>> BEGIN EXTRACTED INFORMATION

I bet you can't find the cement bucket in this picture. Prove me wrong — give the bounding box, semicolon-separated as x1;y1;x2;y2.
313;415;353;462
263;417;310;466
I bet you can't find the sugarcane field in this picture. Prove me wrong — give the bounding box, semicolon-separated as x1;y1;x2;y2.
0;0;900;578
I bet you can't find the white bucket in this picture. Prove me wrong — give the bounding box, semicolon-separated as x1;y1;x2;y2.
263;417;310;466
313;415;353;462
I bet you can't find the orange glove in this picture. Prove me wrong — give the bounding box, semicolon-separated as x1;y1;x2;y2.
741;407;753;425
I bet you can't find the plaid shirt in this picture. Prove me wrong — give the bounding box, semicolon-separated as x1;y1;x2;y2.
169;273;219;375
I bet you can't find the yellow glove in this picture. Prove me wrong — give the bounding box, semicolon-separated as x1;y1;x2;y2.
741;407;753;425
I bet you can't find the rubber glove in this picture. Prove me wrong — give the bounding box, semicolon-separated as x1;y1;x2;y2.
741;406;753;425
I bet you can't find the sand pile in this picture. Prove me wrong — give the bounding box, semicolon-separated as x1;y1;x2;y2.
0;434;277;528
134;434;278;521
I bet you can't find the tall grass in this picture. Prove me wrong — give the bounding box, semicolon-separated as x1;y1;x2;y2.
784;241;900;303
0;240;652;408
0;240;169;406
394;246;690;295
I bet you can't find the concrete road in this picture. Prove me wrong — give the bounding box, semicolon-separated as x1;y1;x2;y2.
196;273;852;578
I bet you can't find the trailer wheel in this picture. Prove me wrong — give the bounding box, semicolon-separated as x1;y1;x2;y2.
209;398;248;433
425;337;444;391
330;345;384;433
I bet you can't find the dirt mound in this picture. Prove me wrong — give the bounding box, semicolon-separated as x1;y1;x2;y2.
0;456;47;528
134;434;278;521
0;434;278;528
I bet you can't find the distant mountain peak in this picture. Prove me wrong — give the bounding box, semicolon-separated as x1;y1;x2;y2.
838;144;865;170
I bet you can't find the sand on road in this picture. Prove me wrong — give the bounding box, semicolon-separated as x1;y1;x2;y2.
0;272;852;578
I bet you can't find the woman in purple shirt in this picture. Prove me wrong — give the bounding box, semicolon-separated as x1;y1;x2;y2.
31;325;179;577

>> END EXTRACTED INFORMATION
>> BEGIN EXTRACTED INFORMATION

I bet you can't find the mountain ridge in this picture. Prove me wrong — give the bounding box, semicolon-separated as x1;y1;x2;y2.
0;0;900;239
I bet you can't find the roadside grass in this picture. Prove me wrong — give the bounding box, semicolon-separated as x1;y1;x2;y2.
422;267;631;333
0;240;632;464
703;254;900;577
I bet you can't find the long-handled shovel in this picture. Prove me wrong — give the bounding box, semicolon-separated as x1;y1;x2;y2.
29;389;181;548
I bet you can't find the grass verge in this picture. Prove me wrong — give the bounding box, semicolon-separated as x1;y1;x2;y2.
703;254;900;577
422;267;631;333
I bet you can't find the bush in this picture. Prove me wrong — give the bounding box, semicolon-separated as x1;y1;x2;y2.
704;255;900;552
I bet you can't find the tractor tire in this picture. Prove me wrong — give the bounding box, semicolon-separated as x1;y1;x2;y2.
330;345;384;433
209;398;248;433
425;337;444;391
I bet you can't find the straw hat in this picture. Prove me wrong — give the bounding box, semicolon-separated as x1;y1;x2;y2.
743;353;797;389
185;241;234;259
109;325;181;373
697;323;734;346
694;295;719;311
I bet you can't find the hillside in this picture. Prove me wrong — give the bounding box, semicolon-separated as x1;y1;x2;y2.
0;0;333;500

>> END EXTRACTED INFORMATION

TASK STATEMENT:
Arrange the material between the line holding "I bet you can't find the cement" and the line holding "394;246;690;295", inclusive, as a two-column CSV with the headers wording and coordinates. Give each line of wording its own row, and place it and all the coordinate lines that follow it in separate quoted fields, with any line breaks replaced by spaces.

SOLUTION TO THE PROBLEM:
wording,coordinates
"I bet you can't find the cement bucket in this picture. Prove me wrong — give the bounding box, semicolon-separated as x1;y1;x2;y2.","313;415;353;462 263;417;310;466"
"I bet you can't find the sugarcane field in this picture. Prove me wrong — give the bounding box, semicolon-separated as x1;y1;x2;y2.","0;0;900;578"
"I bet you can't find the white bucket in this picture. Prove me wrong — give the bounding box, semicolon-separated as x1;y1;x2;y2.","263;417;310;466 313;415;353;462"
"I bet you can't find the orange glove in this picture. Prove me wrong — give the bounding box, semicolon-separated as x1;y1;x2;y2.","741;407;753;425"
"I bet you can't find the plaid shirt in this picture. Prove me wrong — give the bounding box, semicolon-separated as x1;y1;x2;y2.","169;273;219;375"
"I bet you can't find the yellow glove in this picture. Prove me wrong — give the bounding box, semicolon-separated as x1;y1;x2;y2.","741;407;753;425"
"I bet you can't find the rubber glove in this picture. Prove me wrong — give the bounding box, semicolon-separated as x1;y1;x2;y2.","741;406;753;425"
"I bet you can't find the sand pile in this picture. Prove me wrong — give the bounding box, semicolon-separated as x1;y1;x2;y2.","0;434;277;528 134;434;278;521"
"I bet you can't find the tall grass in this picture. Prove me wrong — give the bounding box, semicolon-separated as x1;y1;x2;y2.","784;241;900;303 0;240;652;408 0;240;169;406 394;246;690;295"